→ **Prompt**
Copy each line of the records exactly, stopping only after the line that contains "Target: teeth" has been written, and leave pictures out.

→ **Data to process**
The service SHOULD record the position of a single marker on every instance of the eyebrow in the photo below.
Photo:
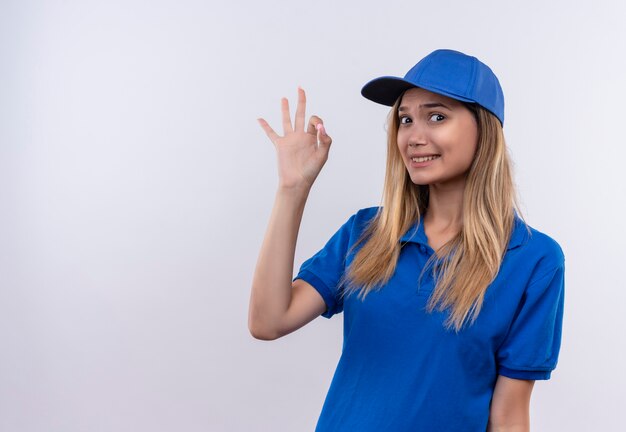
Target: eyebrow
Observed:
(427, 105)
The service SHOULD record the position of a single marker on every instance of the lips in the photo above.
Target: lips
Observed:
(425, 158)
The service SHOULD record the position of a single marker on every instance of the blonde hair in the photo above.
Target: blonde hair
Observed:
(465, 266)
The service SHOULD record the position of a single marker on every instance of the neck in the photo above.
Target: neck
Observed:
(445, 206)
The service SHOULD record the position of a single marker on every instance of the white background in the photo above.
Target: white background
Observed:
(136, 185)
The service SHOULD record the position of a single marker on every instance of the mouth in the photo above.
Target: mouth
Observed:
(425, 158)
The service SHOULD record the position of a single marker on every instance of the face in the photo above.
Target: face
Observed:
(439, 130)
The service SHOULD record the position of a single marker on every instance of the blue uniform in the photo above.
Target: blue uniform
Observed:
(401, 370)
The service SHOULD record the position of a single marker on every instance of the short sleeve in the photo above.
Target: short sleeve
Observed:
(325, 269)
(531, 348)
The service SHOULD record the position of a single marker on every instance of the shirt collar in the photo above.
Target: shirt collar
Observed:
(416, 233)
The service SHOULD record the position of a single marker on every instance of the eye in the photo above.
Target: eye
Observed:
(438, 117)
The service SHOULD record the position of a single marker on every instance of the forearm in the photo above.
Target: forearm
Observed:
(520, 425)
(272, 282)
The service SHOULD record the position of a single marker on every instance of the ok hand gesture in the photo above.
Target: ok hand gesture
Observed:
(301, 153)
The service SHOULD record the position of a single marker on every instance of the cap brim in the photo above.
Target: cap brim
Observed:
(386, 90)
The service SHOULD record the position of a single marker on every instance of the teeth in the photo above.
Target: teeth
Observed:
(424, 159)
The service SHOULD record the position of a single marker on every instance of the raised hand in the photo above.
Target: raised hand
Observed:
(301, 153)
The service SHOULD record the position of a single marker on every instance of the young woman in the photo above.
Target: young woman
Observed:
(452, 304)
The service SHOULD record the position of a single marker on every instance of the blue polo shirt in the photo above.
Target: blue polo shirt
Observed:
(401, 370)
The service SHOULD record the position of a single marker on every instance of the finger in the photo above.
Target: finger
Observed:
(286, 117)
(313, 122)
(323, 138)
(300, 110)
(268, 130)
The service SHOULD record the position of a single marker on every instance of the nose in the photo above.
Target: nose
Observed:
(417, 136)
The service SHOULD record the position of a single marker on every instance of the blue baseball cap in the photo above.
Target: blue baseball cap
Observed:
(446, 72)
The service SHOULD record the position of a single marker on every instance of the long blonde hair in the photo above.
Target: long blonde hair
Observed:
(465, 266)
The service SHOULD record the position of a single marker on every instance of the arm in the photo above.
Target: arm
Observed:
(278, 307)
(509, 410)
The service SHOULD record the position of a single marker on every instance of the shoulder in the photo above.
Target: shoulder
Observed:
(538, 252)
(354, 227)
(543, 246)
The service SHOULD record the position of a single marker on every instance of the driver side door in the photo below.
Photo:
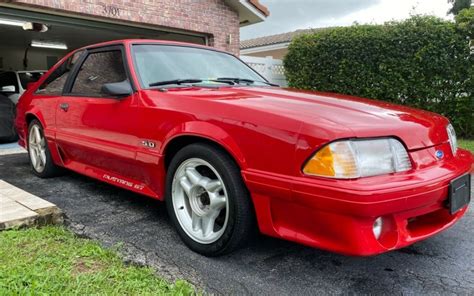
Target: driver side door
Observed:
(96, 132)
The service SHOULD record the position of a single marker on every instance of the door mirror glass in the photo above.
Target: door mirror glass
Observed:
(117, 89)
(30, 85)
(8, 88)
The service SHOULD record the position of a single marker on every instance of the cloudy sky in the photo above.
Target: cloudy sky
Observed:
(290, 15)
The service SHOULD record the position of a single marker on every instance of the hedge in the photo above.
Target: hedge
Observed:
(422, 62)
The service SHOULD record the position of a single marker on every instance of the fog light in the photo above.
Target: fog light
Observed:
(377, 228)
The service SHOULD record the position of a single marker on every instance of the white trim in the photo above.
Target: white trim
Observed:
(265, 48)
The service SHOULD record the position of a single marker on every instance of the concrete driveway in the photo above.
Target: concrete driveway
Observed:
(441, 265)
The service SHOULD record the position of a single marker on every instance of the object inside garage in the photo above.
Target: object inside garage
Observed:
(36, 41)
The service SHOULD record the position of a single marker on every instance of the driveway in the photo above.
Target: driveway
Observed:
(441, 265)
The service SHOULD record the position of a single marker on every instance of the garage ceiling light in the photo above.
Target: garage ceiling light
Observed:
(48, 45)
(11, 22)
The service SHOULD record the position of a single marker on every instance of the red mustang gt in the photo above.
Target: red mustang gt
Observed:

→ **Result**
The service SHOULD record the position of a single marker on every instance of the eyebrow in the photo below.
Photo:
Target: eyebrow
Observed:
(427, 105)
The service SHOULD record the position of a single marker on every instance of the lips in the photo above.
Target: lips
Observed:
(425, 158)
The service SHOULD record the position of a single marker on every instance of the blonde hair in the photo above.
Target: blonde hair
Observed:
(465, 266)
The service SHOULD record the position of a single marker on every instance of the neck in the photo above.
Target: neck
Observed:
(445, 206)
The service SHOULD record the position of a single marker on every instance of the white background in the photo above.
Target: white background
Observed:
(136, 185)
The service SHOULD record the position of a single marker on every instance of the mouth in the photo above.
Target: mouth
Observed:
(425, 158)
The service SHOULD record the position of a single marker on every instance of the face in the photo above.
Target: face
Observed:
(439, 130)
The service SHOULD record the position of a single marker on every instance of the blue uniform in the photo above.
Target: blue uniform
Observed:
(401, 370)
The service SHOULD record the position of a single marker on every instance of the short sleeve in the photo above.
Target: short sleeve
Observed:
(325, 269)
(531, 348)
The service SHOULD record the position of a single marker on every instance of the shirt collar in the photo above.
Target: shirt collar
Observed:
(416, 233)
The service SHOULD record the position of a single marker on every instance of the eye in the photo above.
Target: eye
Observed:
(438, 117)
The service SHOULD record the position of a single marker on every instance of the forearm in the photo above.
Target: forearm
Observed:
(520, 425)
(272, 282)
The service SHOULD record the position of a single marker on every instance of the ok hand gesture in the photo above.
Target: ok hand gesture
Observed:
(301, 153)
The service SHOULD record the position of a single marker on every instance of the cap brim in the photo above.
Target: cap brim
Observed:
(386, 90)
The service SHOULD record the position of a single marker on every instance of the teeth in the photo above.
Target: teeth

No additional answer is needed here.